WORKING DATA:
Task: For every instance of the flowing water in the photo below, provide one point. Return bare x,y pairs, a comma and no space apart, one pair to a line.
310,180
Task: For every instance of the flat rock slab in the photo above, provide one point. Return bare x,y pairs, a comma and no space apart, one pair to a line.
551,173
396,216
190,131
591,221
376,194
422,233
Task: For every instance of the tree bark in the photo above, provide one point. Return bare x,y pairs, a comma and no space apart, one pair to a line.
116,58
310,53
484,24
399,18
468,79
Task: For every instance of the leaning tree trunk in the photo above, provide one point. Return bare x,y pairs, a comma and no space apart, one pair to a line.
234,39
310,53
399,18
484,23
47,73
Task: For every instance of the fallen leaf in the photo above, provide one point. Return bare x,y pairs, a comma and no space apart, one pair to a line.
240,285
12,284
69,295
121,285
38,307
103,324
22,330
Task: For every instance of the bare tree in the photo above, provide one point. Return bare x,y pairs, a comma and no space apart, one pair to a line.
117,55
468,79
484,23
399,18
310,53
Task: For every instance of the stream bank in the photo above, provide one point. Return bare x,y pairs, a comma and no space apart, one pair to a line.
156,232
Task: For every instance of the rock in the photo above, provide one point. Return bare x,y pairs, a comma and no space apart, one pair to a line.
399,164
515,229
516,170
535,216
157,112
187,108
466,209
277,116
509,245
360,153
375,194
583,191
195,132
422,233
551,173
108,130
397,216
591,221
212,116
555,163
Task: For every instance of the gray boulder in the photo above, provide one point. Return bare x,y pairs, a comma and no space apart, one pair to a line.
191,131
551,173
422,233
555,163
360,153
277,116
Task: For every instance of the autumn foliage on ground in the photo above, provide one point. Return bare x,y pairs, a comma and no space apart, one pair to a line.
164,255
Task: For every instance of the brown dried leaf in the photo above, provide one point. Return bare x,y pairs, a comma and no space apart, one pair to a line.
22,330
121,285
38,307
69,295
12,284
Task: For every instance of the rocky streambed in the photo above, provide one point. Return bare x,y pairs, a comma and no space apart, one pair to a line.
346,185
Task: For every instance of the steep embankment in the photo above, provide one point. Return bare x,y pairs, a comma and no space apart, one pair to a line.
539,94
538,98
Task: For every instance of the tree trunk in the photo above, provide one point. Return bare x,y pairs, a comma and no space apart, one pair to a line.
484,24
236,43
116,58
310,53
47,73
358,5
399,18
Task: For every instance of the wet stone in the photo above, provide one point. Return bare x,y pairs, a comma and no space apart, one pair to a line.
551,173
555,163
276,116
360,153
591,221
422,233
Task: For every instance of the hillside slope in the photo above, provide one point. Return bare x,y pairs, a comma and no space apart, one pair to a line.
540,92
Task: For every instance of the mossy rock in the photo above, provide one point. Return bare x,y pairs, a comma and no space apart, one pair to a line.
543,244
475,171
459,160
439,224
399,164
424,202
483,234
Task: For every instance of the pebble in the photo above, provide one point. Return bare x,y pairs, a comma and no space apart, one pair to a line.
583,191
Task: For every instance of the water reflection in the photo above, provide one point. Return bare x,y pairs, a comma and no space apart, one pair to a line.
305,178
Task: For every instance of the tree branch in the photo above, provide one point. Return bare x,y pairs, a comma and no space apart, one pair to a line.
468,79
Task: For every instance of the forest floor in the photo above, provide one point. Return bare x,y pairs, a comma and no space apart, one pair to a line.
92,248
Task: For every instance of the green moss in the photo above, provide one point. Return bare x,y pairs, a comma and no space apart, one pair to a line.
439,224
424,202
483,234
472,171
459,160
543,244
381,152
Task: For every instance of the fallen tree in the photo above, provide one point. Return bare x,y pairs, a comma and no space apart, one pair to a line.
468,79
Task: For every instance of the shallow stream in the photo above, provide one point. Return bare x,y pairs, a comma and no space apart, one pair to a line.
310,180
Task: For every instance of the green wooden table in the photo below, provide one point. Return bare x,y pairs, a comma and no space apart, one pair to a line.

EXERCISE BRIEF:
Repeat the listing in full, keeping every line exactly as it is.

RESULT BELOW:
Task: For every instance of the flowing water in the photo below, provide one point. Return bare x,y pairs, a comma and no space apart, one pair to a line.
310,180
Task: For every instance of the flat rock slab in the photo above, provide one point. Return bare x,y pairs, a comma and no space apart, one pair to a line.
551,173
396,216
190,131
591,221
376,194
422,233
Task: For every instance of the tree bark in the photo above, provide one point. Return bare x,y pairs, a comma and no space apart, one pair to a line.
116,58
310,53
484,24
399,18
468,79
Task: For every instance of the leaning tree trunk in the photo above, provide one point. Return bare x,y pairs, a comma and no space apart, one pair to a line.
234,39
310,53
399,18
484,23
47,73
Task: For every instance of the fallen leaf in the photo above, provide one point. Return bare x,y pairs, a comma and no space apart, one pair to a line.
240,285
12,284
69,295
121,285
38,307
103,324
22,330
Task: For every instance of the bare tree in the photo above, provide one point. Return bare x,y pairs, a comma and no space apart, one pair to a line.
117,55
468,79
484,23
399,18
310,53
Task: For every instance of the stream bank in the photo above, provide one point. Return bare x,y pairs, a comma and no space apart, one pair to a line.
156,232
Task: For every instance of the rock in the photo above, provide one point. Return bare x,y pairs, a comma and no space apart, one pair to a line.
399,164
515,229
516,170
535,216
157,112
187,108
466,209
277,116
509,245
360,153
375,194
583,191
195,132
422,233
551,173
108,130
397,216
591,221
212,116
555,163
Task: For every instance of the gray boulder in the photo above, provide one point. Return bare x,y pairs, a comma and no space apart, one pair to a line.
191,131
551,173
422,233
555,163
360,153
277,116
Task: For every instance of the autumn foliage on ground in the photo above, provide one point. Return bare x,y pairs, a comma and no space apart, one pair to a line.
164,255
Task: For every instance of the brown dried leaf in the photo above, provide one point. Return bare x,y pairs, a comma and no space apart, one pair to a line.
22,330
121,285
38,307
69,295
12,284
Task: For every instance of the rocky streambed in the photo above, provide one point. Return bare x,y pairs, a comma and no space apart, one pair to a line.
346,185
Task: For every instance of the steep embankment in the photo above, provide one point. Return bare x,y pairs, a comma and no space apart, one pair to a line.
539,94
538,98
Task: For every instance of the tree trunk in the photo above, provide one point. Return bare x,y pairs, a comma and no space apart, one pair to a line.
484,24
236,43
116,58
310,53
47,73
358,5
399,18
Task: For every instance of the wet stone in the photo above, provide one point. Return bare x,y pairs, a comma and no space apart, one pair to a line.
551,173
555,163
276,116
360,153
591,221
422,233
Task: For every instance of the hillside slope in the photo above, provide one point. Return bare x,y pairs, a comma and no space apart, one pair to a line.
540,92
Task: For every instance of the mossy rock in the photo above, provide one point. Return bare x,y pairs, a comma and no space apart, one pair to a line.
543,244
475,171
459,160
439,224
399,164
424,202
483,234
Task: For every instance of the pebble in the photo above, provide one point. Return bare x,y pairs, a comma and no space apart, one pair to a line.
583,191
Task: For every instance of the water reflection in the photo above, provide one point. Return bare x,y pairs, a comma and no space apart, one pair to a line.
305,178
Task: For every instance of the tree branch in the photo above, provide one point. Return bare x,y pairs, a comma and no space apart, one pair to a line.
468,79
Task: For every instance of the forest floor in the photo above, provide one point. Return bare x,y pairs, a comma and no space apart, one pair to a line.
92,248
Task: For every instance of the green moss in the photo above, provide one point. Return bare x,y pairs, a comma and no space apart, one pair to a line.
439,224
424,202
483,234
472,171
459,160
543,244
381,152
Task: For every instance of the fallen tree in the photo above, provide one point. Return bare x,y pairs, a comma and no space apart, one pair to a line.
468,79
Task: For every instance of the shallow stream in the photo above, provide one point. Return bare x,y pairs, a comma and no space apart, one pair to a line.
310,180
Task: For every instance of the green wooden table in the photo below, provide one point. Return bare x,y pairs, a comma and no space apart, one pair to a line.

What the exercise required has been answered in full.